**Exercise details:**
Starting at the line that contains "[indicate] the stone tower", transcribe every remaining line of the entries exactly, including the last one.

start Data in this exercise

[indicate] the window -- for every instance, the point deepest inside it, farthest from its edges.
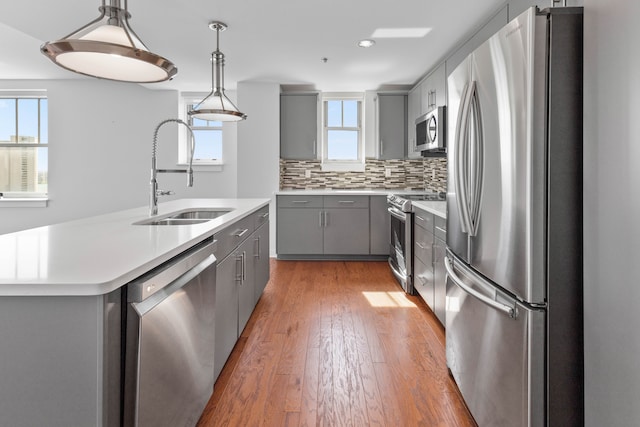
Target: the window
(208, 136)
(23, 146)
(342, 129)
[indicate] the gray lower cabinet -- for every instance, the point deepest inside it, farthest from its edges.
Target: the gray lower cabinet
(429, 250)
(380, 226)
(241, 274)
(346, 231)
(316, 226)
(261, 259)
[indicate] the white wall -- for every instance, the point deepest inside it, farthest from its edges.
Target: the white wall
(259, 145)
(612, 210)
(100, 137)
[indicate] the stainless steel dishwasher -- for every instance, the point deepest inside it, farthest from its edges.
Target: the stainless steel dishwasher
(169, 350)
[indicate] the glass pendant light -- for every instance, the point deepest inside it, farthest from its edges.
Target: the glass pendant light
(216, 106)
(108, 48)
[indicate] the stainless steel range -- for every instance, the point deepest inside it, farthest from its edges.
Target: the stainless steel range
(401, 247)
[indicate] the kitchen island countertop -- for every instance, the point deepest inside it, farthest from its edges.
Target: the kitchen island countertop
(96, 255)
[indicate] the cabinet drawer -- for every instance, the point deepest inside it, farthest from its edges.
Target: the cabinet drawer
(301, 201)
(346, 201)
(260, 217)
(423, 219)
(229, 238)
(423, 245)
(440, 227)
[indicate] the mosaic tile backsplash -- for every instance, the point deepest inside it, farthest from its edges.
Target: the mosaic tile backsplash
(416, 174)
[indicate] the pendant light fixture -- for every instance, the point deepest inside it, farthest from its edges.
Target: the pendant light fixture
(108, 48)
(216, 106)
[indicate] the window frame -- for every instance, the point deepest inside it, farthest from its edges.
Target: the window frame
(342, 163)
(183, 146)
(27, 198)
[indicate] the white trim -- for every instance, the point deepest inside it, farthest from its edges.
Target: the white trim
(26, 202)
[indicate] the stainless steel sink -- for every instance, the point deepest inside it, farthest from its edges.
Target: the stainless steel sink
(186, 217)
(173, 221)
(201, 214)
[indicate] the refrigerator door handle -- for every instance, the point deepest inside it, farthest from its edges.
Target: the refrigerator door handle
(461, 160)
(509, 311)
(478, 161)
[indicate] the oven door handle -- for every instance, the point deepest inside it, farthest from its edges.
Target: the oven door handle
(402, 216)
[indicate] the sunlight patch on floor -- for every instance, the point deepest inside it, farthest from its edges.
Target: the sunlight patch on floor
(388, 299)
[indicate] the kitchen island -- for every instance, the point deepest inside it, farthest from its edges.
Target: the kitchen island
(62, 300)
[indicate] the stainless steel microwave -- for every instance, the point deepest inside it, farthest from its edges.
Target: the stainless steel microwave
(430, 132)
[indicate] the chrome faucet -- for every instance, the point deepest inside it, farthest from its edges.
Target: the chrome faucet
(155, 192)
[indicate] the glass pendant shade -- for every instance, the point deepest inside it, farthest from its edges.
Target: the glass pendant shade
(217, 106)
(108, 48)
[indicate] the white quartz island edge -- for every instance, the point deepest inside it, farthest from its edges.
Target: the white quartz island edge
(96, 255)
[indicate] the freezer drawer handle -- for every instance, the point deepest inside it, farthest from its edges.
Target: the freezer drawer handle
(510, 311)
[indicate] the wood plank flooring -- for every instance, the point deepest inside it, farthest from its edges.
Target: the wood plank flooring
(337, 344)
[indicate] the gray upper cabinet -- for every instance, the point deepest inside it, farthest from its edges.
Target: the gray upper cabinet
(392, 126)
(413, 111)
(433, 89)
(499, 20)
(299, 126)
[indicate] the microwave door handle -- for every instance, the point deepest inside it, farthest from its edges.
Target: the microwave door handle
(509, 311)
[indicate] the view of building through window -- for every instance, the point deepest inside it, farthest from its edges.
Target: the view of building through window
(23, 146)
(342, 129)
(208, 136)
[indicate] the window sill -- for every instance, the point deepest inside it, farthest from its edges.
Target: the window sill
(24, 202)
(342, 167)
(204, 167)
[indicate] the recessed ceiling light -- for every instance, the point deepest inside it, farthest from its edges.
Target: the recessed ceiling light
(366, 43)
(396, 33)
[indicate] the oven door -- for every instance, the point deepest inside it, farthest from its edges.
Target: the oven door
(400, 258)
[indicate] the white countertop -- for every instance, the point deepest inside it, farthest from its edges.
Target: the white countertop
(436, 208)
(96, 255)
(354, 192)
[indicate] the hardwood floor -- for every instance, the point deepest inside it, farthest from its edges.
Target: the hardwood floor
(337, 344)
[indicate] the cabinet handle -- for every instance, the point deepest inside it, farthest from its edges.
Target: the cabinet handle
(256, 253)
(240, 233)
(239, 270)
(244, 266)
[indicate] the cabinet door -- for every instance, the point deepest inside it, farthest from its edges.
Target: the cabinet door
(261, 259)
(439, 280)
(226, 327)
(380, 226)
(413, 111)
(392, 126)
(298, 126)
(346, 231)
(299, 231)
(245, 278)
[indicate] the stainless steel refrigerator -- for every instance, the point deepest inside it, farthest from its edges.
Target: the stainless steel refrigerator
(514, 325)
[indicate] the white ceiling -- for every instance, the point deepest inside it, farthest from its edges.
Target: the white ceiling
(279, 41)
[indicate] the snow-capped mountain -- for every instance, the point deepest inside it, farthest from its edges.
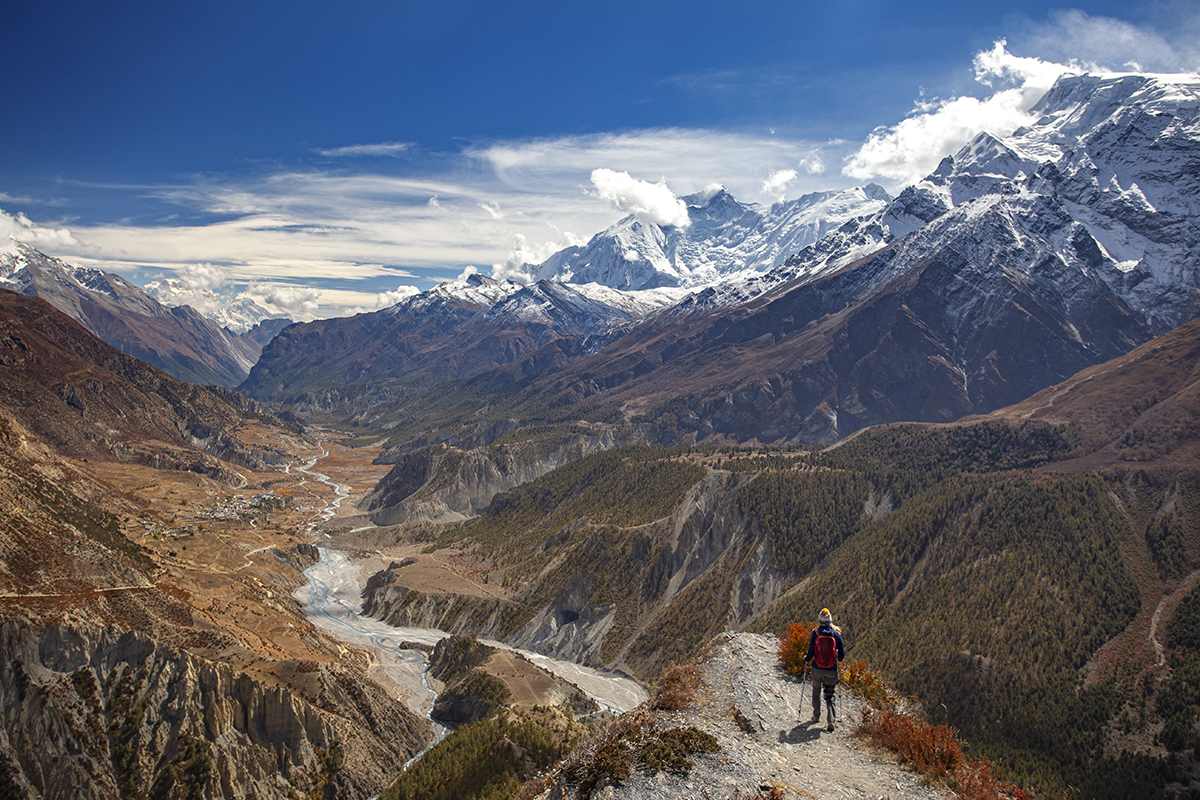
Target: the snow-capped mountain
(1020, 260)
(726, 241)
(179, 341)
(456, 329)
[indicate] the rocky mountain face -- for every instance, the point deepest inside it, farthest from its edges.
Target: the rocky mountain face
(89, 401)
(1078, 506)
(179, 341)
(725, 242)
(1015, 264)
(456, 330)
(102, 689)
(1143, 407)
(103, 713)
(705, 536)
(581, 300)
(1020, 260)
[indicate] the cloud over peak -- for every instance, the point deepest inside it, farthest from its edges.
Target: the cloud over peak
(648, 202)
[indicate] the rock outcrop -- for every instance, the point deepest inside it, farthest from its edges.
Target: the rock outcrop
(101, 714)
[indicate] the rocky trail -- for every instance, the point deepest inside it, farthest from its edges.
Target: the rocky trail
(760, 716)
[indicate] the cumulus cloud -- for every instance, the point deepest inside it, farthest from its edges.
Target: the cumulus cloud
(648, 202)
(910, 150)
(21, 228)
(523, 256)
(813, 163)
(390, 149)
(777, 182)
(294, 301)
(389, 299)
(195, 284)
(1102, 43)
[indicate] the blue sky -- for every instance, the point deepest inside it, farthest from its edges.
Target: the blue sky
(331, 157)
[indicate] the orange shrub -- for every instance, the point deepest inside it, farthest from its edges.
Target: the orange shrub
(793, 647)
(868, 685)
(933, 751)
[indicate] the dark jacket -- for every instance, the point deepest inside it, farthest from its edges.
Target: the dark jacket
(813, 642)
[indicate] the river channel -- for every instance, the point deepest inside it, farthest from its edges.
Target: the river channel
(333, 602)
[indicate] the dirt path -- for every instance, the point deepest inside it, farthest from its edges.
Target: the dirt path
(760, 717)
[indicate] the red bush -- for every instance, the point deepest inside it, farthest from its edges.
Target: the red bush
(793, 647)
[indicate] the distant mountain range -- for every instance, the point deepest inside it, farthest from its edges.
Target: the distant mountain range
(1017, 263)
(726, 241)
(179, 341)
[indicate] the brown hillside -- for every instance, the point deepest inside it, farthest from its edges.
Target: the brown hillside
(87, 400)
(1143, 407)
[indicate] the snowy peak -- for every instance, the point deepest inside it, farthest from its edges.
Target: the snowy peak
(472, 290)
(179, 341)
(726, 240)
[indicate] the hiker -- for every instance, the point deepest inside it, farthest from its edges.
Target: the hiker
(826, 651)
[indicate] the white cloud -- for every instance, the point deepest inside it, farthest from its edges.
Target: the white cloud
(391, 149)
(910, 150)
(522, 256)
(294, 301)
(22, 229)
(389, 299)
(777, 182)
(196, 286)
(688, 158)
(1102, 43)
(648, 202)
(813, 163)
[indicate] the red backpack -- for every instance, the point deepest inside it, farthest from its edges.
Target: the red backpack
(825, 654)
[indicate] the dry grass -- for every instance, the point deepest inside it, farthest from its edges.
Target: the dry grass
(867, 684)
(793, 647)
(934, 751)
(678, 689)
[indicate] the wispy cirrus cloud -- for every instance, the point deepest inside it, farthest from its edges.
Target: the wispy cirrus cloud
(382, 149)
(1067, 41)
(21, 228)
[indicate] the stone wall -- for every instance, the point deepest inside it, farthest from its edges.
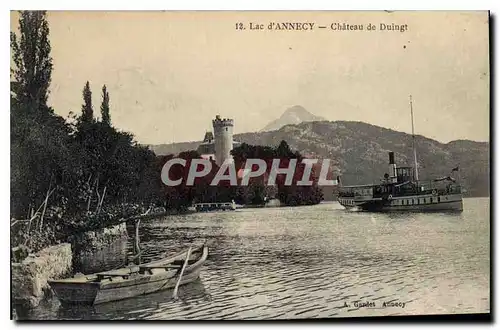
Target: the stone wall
(29, 277)
(95, 251)
(93, 241)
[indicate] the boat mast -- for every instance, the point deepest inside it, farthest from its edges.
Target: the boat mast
(413, 137)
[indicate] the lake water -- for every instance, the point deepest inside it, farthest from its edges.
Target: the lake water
(309, 262)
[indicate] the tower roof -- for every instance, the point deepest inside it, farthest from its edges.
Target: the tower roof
(209, 136)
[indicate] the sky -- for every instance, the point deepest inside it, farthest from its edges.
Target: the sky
(169, 73)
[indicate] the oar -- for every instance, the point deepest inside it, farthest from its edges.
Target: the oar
(188, 254)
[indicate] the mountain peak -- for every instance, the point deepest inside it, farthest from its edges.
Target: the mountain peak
(292, 116)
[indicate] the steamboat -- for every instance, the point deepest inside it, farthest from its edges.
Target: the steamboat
(401, 190)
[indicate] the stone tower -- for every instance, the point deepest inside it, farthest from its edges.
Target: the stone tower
(223, 136)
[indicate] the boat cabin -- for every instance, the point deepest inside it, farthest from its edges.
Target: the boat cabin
(405, 174)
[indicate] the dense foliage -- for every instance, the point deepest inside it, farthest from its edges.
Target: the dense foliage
(258, 191)
(74, 175)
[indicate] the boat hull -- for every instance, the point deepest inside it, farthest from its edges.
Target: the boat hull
(87, 290)
(422, 203)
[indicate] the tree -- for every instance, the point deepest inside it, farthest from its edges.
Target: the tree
(87, 110)
(106, 118)
(32, 70)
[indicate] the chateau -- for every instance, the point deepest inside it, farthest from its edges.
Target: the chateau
(217, 146)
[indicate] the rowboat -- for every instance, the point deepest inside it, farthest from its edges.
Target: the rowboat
(131, 281)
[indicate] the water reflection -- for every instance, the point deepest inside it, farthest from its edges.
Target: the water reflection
(308, 261)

end Data in this exercise

**Task answer:**
[indicate] the stone tower -- for every instance, the point deepest inside it, farthest from its edges.
Target: the stone tower
(223, 136)
[indicate] the boat cabin -- for every instance, the point deepest inside it, farthest from its edges.
Target: the boat cabin
(405, 174)
[indicate] the dense foliage -- for every instance, the point deepest inside it, farthest from its edges.
Target: the dense foliage
(258, 191)
(74, 175)
[indicate] the boat hull -- for every instance, the point deepest inside it, farthest from its edges.
Target: the boat hull
(87, 290)
(422, 203)
[indicate] the tree -- for every instance, the point deepest inside it, farthest from its edges.
Target: the tree
(87, 110)
(106, 118)
(32, 70)
[indicate] the chateau -- for every instance, the point deepest inside it, farthest from its edges.
Target: the chateau
(217, 146)
[indicate] the rowboat -- for every instance, the point deepest inside it, farthest from its edges.
Target: the rowboat
(131, 281)
[indicate] the water reflection -- for every instance, the point deepest inside it, farthest from its edges.
Target: the water reflection
(308, 261)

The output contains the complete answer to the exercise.